Условие задания 1
Выпишите из приведенных ниже записей все строки, где встречается слово «crop». Регистр букв учитывается.

Фрагмент текста
'''

Б. Викерс начинает перечень "новоистористических" просчетов с пренебрежения к цельности текста – это едва ли не опознавательный знак любого вульгарного социологизма, презирающего эстетическую "имманентность". Вот почему удачи литературного понимания, если они случались в русле "нового историзма", возникают там, где каким-то образом удается выйти из условий дискурсивной уравниловки.

В качестве примера можно сослаться на Лизу Жардин – автора книги "Читая Шекспира исторически", одной из самых известных шекспироведческих работ последнего времени. В названии книги – внятный кивок в сторону "нового историзма". В самой книге – использование его методики, но все-таки несомненно, что автор (она преподает в Лондоне) гораздо свободнее чувствует себя в отношении принятых правил игры, чем ее американские коллеги.

По крайней мере одна из статей, составивших книгу, действительно дает редкий пример того, как золотой ключик удалось найти[7]. Она посвящена тому, что означает в "Короле Лире" обилие писем, которыми обмениваются персонажи. Какими были образцы эпистолярного жанра в эпоху Ренессанса, восходящие к Эразму Роттердамскому, как в письме сочетались (или вступали в противоречие) любезность и искренность? В тексте писем, в реакции на них сказывается характер как адресата, так и адресанта. Искренними, а не риторическими упражнениями послания становятся лишь в том случае, если к искренности способны оба (скажем, Кент, пишущий к Корделии).

Л. Жардин отступает от обычной практики "нового историзма", наблюдая за жизнью документального жанра внутри художественного целого, работающего на это целое, создающего внутри него атмосферу, насыщенную аффектами. Слово "аффект" присутствует в названии ее статьи, открывающей новые возможности понимания того, что на традиционном языке называется "шекспировским психологизмом": "Чтение и технология [распознания] текстуальных аффектов".

Однако сегодня "новый историзм" как методика, рожденная в области изучения Ренессанса, лучше помнится не своими достижениями, а своими сомнительными или неподтвержденными гипотезами. Характерна в этом отношении судьба нового издания Шекспира, подготовленного С. Гринблаттом, – "The Norton Shakespeare", выпущенного тем же издательством "Нортон", что и основные университетские антологии. Издание было рассчитано на то, чтобы сменить прежний полный однотомник классика – "The Riverside Shakespeare", но замены не произошло. Новое издание, во всяком случае за пределами Соединенных Штатов, сочли в текстологическом отношении ненадежным и авантюрным. Именно такое мнение в конце концов сложилось и о самом "новом историзме".

'''

Исходные записи
'''

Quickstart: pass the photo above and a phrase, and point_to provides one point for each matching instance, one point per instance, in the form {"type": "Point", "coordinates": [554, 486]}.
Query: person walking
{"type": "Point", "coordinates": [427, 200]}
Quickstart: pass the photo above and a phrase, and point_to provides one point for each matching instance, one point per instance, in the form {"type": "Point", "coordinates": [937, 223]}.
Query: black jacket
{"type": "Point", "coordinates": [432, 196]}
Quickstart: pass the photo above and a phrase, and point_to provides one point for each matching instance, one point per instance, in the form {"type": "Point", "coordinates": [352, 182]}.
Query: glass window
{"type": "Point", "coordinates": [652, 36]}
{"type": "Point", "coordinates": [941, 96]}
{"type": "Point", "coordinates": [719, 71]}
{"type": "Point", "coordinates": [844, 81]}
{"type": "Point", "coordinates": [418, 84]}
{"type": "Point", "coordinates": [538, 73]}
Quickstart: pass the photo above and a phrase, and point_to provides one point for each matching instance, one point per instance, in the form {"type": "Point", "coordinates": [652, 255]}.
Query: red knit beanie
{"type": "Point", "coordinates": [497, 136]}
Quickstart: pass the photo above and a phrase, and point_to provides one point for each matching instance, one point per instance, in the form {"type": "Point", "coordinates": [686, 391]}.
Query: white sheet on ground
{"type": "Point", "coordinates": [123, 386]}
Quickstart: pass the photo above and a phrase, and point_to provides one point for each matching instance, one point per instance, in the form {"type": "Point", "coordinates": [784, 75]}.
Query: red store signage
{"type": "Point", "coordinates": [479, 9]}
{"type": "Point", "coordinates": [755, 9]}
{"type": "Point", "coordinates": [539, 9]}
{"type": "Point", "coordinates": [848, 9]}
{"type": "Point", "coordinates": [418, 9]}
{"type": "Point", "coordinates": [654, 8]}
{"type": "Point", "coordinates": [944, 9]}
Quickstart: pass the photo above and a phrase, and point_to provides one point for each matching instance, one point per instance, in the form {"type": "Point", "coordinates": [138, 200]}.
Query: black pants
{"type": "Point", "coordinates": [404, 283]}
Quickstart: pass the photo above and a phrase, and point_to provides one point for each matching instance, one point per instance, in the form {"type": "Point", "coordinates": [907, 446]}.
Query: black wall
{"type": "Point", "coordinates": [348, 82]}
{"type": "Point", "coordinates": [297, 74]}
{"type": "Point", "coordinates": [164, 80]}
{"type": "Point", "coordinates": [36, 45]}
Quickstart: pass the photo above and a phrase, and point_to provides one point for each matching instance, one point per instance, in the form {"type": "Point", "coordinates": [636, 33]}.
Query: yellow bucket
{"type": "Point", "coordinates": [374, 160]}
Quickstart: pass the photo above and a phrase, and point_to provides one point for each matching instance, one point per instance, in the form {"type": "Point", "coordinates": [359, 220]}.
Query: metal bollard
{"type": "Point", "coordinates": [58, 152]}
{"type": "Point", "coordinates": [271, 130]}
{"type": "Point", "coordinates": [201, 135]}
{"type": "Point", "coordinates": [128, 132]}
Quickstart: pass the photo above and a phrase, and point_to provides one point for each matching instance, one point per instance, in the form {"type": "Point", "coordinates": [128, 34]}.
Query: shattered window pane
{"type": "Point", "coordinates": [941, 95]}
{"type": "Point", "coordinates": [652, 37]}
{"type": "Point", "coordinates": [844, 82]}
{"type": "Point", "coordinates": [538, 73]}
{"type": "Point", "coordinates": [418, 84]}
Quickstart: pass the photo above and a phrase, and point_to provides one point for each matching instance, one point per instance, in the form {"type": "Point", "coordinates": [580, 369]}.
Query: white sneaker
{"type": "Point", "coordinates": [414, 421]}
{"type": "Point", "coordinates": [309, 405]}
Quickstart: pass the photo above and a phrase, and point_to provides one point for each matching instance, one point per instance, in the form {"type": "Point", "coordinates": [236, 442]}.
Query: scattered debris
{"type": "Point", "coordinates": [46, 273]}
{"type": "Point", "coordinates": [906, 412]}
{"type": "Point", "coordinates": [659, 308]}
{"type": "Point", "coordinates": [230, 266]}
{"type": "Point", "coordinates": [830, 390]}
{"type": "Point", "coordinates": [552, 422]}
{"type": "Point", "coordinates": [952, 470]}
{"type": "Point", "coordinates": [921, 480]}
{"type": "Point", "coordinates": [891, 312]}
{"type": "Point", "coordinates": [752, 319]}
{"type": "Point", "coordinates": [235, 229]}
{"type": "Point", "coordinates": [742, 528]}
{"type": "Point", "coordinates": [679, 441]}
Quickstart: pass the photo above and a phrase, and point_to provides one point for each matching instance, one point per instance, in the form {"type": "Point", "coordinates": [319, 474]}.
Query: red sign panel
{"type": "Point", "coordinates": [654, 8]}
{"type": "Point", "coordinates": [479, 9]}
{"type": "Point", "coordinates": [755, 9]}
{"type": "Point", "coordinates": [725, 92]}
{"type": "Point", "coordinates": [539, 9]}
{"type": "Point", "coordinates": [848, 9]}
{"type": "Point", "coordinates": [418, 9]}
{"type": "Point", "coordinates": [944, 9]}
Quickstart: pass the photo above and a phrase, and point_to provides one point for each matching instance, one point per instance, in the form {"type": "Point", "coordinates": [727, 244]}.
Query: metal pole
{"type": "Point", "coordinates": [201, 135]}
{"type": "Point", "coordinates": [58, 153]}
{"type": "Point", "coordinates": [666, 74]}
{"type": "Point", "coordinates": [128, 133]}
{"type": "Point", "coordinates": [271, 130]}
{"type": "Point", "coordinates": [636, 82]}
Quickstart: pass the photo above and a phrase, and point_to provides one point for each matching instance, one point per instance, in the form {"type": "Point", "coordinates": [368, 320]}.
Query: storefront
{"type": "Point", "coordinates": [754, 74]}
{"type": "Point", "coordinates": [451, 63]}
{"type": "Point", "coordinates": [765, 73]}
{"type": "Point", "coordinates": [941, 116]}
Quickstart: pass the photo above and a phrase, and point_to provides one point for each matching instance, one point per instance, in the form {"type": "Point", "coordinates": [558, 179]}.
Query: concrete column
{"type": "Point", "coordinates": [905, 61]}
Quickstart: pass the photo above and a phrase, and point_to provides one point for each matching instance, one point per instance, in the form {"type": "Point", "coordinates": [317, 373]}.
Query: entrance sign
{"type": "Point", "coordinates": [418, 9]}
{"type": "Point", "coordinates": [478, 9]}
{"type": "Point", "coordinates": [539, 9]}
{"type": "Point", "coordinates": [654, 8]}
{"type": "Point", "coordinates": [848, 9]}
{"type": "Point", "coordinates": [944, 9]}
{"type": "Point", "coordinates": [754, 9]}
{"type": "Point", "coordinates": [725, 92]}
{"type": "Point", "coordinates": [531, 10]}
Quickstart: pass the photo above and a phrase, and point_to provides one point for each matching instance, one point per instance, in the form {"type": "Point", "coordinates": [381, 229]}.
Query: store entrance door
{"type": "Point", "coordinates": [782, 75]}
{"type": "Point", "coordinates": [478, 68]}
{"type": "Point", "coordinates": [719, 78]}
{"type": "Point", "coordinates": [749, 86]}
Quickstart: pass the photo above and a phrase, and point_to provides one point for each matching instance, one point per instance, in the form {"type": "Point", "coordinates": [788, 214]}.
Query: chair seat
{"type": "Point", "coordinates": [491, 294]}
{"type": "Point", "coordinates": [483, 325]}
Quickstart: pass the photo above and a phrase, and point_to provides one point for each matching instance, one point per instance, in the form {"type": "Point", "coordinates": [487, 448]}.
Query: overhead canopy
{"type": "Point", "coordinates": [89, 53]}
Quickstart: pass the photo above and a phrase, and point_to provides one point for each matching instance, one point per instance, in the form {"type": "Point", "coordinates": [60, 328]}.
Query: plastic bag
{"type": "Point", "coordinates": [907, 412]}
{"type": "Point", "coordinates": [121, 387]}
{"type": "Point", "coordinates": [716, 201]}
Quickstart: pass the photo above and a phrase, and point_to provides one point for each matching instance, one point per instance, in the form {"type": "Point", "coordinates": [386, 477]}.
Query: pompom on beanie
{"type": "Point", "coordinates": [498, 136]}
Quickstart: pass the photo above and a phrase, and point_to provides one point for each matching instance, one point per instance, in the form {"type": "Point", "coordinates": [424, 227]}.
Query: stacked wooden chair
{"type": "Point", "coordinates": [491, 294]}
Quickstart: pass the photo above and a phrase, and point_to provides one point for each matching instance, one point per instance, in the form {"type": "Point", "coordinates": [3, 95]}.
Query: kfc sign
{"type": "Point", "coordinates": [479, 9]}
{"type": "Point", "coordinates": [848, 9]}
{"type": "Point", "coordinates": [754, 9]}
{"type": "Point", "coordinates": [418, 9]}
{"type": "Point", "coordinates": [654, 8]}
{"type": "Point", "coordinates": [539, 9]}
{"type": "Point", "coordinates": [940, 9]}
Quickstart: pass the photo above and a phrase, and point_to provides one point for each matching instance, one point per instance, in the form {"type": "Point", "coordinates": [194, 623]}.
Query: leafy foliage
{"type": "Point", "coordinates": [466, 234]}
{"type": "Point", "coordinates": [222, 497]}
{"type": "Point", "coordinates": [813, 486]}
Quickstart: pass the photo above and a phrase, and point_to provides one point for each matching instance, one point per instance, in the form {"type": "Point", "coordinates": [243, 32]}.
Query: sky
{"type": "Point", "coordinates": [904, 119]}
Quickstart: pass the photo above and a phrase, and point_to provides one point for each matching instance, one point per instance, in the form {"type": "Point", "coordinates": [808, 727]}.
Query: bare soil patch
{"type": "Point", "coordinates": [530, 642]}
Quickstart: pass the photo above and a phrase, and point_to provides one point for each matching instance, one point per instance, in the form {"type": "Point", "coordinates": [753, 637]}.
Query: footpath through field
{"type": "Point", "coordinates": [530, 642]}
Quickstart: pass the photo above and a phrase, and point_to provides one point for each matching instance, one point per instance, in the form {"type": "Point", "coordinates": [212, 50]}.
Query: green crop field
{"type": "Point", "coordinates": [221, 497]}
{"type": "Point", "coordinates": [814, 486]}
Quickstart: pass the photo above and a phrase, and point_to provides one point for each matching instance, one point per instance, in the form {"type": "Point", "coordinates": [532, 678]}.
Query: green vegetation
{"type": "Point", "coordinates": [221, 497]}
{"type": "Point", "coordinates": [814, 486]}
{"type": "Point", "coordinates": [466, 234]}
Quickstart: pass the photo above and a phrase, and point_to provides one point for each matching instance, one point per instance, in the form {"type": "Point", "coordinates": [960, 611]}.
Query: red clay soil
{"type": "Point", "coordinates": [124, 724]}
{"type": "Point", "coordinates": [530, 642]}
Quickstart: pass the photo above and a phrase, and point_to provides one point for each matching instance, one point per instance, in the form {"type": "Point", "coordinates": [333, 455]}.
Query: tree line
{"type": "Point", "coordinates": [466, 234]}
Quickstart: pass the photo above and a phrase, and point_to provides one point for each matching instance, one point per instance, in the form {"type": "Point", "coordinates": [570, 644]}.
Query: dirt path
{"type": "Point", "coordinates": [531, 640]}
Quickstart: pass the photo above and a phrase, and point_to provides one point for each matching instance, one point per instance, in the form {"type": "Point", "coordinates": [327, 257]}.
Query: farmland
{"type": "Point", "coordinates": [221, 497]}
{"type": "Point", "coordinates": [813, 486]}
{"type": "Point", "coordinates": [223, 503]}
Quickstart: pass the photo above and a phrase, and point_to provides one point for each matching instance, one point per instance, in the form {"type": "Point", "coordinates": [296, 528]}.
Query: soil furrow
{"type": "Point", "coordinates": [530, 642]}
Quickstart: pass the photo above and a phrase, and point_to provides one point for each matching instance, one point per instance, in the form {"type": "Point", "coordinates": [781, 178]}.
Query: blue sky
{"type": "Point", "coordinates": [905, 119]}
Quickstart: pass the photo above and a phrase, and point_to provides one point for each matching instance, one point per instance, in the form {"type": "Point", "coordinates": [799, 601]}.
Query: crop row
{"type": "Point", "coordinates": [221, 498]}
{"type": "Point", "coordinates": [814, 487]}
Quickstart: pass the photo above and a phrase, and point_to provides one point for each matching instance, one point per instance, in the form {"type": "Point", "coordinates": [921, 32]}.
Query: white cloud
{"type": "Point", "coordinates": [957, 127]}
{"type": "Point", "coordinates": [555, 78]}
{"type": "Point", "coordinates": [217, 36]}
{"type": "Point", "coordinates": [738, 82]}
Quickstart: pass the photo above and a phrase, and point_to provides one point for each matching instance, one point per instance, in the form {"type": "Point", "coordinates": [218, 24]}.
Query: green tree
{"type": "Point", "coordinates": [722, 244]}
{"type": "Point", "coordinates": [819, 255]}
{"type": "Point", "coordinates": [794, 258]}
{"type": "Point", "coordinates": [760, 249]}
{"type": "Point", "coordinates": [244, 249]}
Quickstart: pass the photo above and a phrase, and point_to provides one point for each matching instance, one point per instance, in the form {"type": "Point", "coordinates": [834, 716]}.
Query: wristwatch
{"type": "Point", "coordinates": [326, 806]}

'''

Условие задания 2
Какой однотомник Шекспира, согласно фрагменту текста выше, должно было сменить издание «The Norton Shakespeare»?

Ожидаемый ответ 1
Query: green crop field
Query: crop row

Ожидаемый ответ 2
Оно должно было сменить прежний полный однотомник «The Riverside Shakespeare».